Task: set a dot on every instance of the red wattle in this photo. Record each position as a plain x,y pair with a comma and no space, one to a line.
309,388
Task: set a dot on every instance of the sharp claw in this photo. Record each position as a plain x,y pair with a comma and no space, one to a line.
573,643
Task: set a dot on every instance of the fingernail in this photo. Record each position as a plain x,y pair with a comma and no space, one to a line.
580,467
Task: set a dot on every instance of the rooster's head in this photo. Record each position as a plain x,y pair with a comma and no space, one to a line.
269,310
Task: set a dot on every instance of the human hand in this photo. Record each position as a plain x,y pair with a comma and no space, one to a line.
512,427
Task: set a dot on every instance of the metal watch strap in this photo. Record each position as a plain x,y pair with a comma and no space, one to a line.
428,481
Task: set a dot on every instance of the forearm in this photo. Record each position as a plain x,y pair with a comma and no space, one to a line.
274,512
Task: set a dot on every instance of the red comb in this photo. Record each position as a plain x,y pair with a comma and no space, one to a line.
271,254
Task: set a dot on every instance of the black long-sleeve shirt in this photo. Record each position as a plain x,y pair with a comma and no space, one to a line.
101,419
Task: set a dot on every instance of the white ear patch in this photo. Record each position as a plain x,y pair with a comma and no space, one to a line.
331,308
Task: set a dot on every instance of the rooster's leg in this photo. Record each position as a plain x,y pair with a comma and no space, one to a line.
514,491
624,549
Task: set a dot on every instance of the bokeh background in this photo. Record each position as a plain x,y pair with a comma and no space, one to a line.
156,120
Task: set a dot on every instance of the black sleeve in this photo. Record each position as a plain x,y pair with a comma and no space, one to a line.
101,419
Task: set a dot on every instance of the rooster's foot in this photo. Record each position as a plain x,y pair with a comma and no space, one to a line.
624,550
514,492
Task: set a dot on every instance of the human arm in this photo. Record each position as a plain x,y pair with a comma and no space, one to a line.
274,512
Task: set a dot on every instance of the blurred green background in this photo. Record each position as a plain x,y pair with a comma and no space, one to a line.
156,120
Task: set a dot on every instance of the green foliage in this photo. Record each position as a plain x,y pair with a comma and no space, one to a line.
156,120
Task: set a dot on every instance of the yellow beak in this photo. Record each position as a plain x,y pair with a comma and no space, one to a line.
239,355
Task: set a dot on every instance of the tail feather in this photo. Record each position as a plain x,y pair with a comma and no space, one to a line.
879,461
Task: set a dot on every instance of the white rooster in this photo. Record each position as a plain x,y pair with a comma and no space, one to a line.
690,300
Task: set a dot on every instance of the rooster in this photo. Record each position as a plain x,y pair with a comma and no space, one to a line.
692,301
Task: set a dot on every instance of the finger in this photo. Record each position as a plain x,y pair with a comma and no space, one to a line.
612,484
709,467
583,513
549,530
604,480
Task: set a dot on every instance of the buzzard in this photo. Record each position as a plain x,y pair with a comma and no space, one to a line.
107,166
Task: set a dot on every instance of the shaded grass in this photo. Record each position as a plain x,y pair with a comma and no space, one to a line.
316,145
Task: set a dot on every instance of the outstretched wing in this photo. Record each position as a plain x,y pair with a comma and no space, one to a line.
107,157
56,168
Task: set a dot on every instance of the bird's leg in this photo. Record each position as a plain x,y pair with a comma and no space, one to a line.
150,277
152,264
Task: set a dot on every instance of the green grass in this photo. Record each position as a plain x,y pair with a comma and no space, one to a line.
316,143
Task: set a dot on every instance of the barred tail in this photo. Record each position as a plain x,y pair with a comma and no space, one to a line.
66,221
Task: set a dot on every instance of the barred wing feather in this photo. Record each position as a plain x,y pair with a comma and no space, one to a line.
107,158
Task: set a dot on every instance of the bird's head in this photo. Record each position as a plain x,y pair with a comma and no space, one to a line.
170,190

........

WHAT NEEDS TO BE DONE — Output the line containing "Task: set a dot on every instance of the outstretched" and all lines after it to the end of the records, exactly as given.

THE ANSWER —
Task: set a dot on every instance of the outstretched wing in this photo. Record each position as a plain x,y pair with a comma and no space, one to a line.
107,157
56,168
Task: set a dot on every instance of the bird's leg in this photo. Record each position as a plain x,y pair with a comma and no space, one to a line.
150,277
152,264
Task: set a dot on every instance of the green grass in this photo. Record each position as a plain x,y pair with a comma and no space, one to a line.
316,143
Task: set a dot on every instance of the barred tail in this photo. Record each position as a plain x,y pair with a comma and no space, one to a line.
66,221
Task: set a dot on every instance of the barred wing feather in this photo. Record each position as a plain x,y pair with a comma and no space, one to a line.
107,158
Task: set a dot on every instance of the bird's head in this photo. Record each position as a plain x,y pair with a comma and no space, one to a line.
170,190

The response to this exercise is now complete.